**PASSAGE SHOWN**
[Start of section]

- Patients with associated base of skull fracture / other facial injuries
- Septal haematoma
- Severe traumatic epistaxis requiring nasal packing (about 90% of traumatic epistaxis stops with conservative methods)
Why is this important?
Nasal bone fractures are common (40% of all facial injuries) especially on weekend nights! Nasal trauma can result in damage to skin, bone and cartilage. Complications of such fractures include:
- Septal haematoma
- CSF leak
- Septal deviation leading to nasal obstruction
Do not miss septal haematomas - if left untreated, they can lead to abscesses and/or necrosis of the septal cartilage and resultant saddle deformity and/or septal perforation.
Some of these patients may have other associated injuries ie base of skull fractures, which should be investigated by A&E and referred to the neurosurgical/trauma/maxillofacial teams before involving ENT.

[End of section]

**STUDY MATERIAL**
[Start of section]

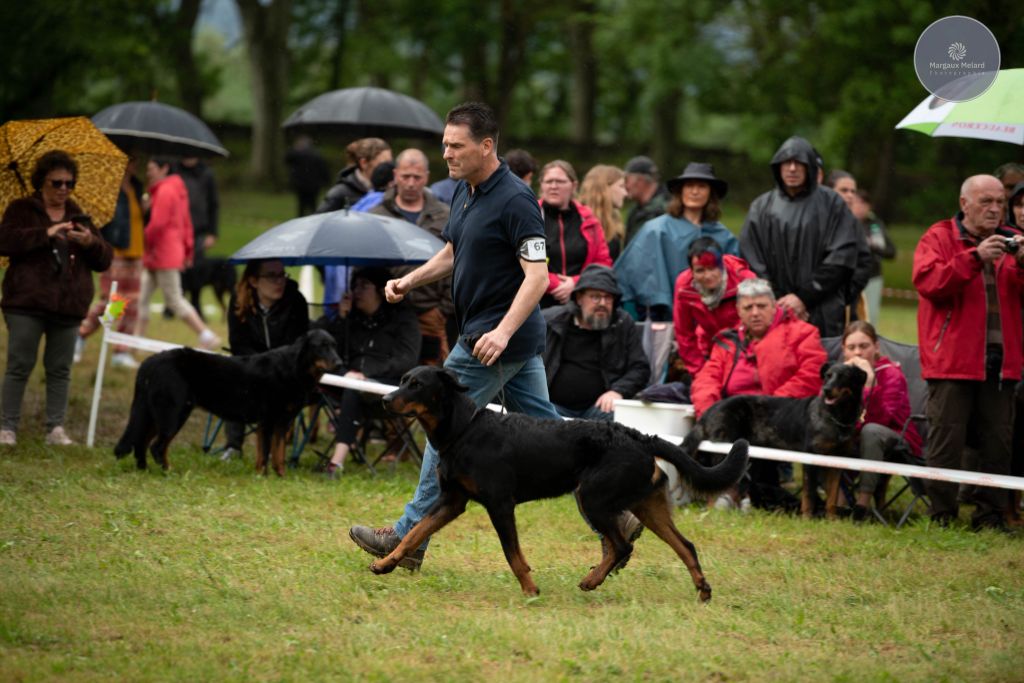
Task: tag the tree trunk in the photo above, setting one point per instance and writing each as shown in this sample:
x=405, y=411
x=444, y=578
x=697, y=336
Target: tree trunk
x=665, y=131
x=186, y=71
x=584, y=92
x=515, y=23
x=338, y=20
x=265, y=27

[End of section]

**ASSIGNMENT A**
Copy the nasal fracture passage above from "- Patients with" to "before involving ENT.".
**ASSIGNMENT B**
Answer these questions using the nasal fracture passage above:
(i) What share of all facial injuries are nasal bone fractures?
(ii) About what percentage of traumatic epistaxis stops with conservative methods?
(iii) Which deformity can result from an untreated septal haematoma?

**PROBLEM SOLUTION A**
- Patients with associated base of skull fracture / other facial injuries
- Septal haematoma
- Severe traumatic epistaxis requiring nasal packing (about 90% of traumatic epistaxis stops with conservative methods)
Why is this important?
Nasal bone fractures are common (40% of all facial injuries) especially on weekend nights! Nasal trauma can result in damage to skin, bone and cartilage. Complications of such fractures include:
- Septal haematoma
- CSF leak
- Septal deviation leading to nasal obstruction
Do not miss septal haematomas - if left untreated, they can lead to abscesses and/or necrosis of the septal cartilage and resultant saddle deformity and/or septal perforation.
Some of these patients may have other associated injuries ie base of skull fractures, which should be investigated by A&E and referred to the neurosurgical/trauma/maxillofacial teams before involving ENT.

**PROBLEM SOLUTION B**
(i) 40%
(ii) About 90%
(iii) Saddle deformity